* REQUIREMENTS:
1 - In the Lustre bug report, which function assumes that only a colon can separate nids?
2 - In the records, start at the line that has "dress shirt in the photo above." and continue through the end of the records. Reproduce those lines with "framed poster" changed to "framed painting" and nothing else altered, and return only those lines.

Uploaded image for project: 'Lustre'
  1. Lustre
  2. LU-8397

take comma as separator of mgsnode's list

Details

    • Bug
    • Resolution: Fixed
    • Minor
    • Lustre 2.10.0
    • None
    • None
    • 3
    • 9223372036854775807

    Description

      mgsnode's list of nids is allowed to use comma as separator (see 36.15.3 of Lustre Operations Manual), however lustre_start_mgc() assumes that only colon can separate nids. Due to that nids after comma do not get into list of import's connections and those nids do not get involved.

      Attachments

        Issue Links

          Activity

            [LU-8397] take comma as separator of mgsnode's list

            I'm sorry - it turns out I was wrong when I said reverting this patch fixed our situation.  I think what happened is that I forgot to stop lnet before I uninstalled stock 2.9.0.  I then installed and tested the patched version of 2.9.0 - but the lnet kernel modules from stock 2.9.0 stayed loaded.  So I was using some weird combination of a patched and stock version of 2.9.0.  I've repeated the tests using a version of 2.9.0 with patch 7905 reverted and the situation is actually worse - with both single rail (tcp only) or dual rail (tcp and ib) I only see one entry for failover_nids in /proc/fs/lustre/mgc/MGC192.52.98.30@tcp/import.  I can repeat the tests and dump debug logs if that would help.

* PROVIDED INFORMATION:
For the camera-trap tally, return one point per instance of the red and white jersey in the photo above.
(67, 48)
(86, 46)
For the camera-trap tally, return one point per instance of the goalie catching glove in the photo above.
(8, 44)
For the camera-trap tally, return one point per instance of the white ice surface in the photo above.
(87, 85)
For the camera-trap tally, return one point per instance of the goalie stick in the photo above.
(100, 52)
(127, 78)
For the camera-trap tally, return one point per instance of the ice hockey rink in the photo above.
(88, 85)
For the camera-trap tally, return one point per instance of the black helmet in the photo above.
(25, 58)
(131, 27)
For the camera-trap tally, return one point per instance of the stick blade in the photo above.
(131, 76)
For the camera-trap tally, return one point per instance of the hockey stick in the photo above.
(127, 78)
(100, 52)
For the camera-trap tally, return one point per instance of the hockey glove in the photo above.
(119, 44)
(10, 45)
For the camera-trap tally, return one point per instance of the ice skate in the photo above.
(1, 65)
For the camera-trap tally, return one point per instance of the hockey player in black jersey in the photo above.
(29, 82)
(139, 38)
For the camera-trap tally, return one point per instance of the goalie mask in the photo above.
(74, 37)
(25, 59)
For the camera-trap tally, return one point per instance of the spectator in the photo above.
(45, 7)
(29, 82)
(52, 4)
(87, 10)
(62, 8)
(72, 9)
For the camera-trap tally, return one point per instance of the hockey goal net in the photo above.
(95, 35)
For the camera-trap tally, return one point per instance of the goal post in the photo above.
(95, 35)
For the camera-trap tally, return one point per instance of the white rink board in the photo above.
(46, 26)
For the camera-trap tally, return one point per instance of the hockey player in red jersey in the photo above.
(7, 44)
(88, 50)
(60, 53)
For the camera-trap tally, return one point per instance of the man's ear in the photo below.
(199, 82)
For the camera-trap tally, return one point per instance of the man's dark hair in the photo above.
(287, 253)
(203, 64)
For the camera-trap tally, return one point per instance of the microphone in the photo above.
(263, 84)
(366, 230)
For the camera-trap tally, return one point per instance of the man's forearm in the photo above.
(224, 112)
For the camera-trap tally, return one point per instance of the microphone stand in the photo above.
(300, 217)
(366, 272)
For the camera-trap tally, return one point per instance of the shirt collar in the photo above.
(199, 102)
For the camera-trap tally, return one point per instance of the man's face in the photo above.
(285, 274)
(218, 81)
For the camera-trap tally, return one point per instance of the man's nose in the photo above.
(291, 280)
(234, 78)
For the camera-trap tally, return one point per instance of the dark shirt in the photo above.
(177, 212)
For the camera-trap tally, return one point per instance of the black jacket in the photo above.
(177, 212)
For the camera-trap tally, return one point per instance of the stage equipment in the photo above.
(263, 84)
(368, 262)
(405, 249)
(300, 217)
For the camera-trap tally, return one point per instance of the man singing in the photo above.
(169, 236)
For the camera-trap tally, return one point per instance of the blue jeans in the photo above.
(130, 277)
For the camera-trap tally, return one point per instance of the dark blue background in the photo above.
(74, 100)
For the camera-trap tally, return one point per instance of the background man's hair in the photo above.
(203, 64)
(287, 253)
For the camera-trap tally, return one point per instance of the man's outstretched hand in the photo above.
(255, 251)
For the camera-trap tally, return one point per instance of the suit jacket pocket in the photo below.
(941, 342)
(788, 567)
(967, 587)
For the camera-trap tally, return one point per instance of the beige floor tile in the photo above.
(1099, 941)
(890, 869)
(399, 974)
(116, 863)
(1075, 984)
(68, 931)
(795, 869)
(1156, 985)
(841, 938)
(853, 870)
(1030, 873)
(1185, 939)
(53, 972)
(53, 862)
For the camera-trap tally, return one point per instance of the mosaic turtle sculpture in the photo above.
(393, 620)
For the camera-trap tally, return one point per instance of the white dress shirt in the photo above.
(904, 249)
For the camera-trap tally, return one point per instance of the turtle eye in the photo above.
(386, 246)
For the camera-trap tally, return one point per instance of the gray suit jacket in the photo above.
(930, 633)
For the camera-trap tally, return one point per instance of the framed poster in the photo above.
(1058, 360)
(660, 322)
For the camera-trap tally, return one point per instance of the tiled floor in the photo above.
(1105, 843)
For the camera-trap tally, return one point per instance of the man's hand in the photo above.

* SOLUTIONS TO THE PROBLEMS:
1 - lustre_start_mgc()

2 -
For the camera-trap tally, return one point per instance of the white dress shirt in the photo above.
(904, 249)
For the camera-trap tally, return one point per instance of the turtle eye in the photo above.
(386, 246)
For the camera-trap tally, return one point per instance of the gray suit jacket in the photo above.
(930, 633)
For the camera-trap tally, return one point per instance of the framed painting in the photo above.
(1058, 360)
(660, 322)
For the camera-trap tally, return one point per instance of the tiled floor in the photo above.
(1105, 843)
For the camera-trap tally, return one point per instance of the man's hand in the photo above.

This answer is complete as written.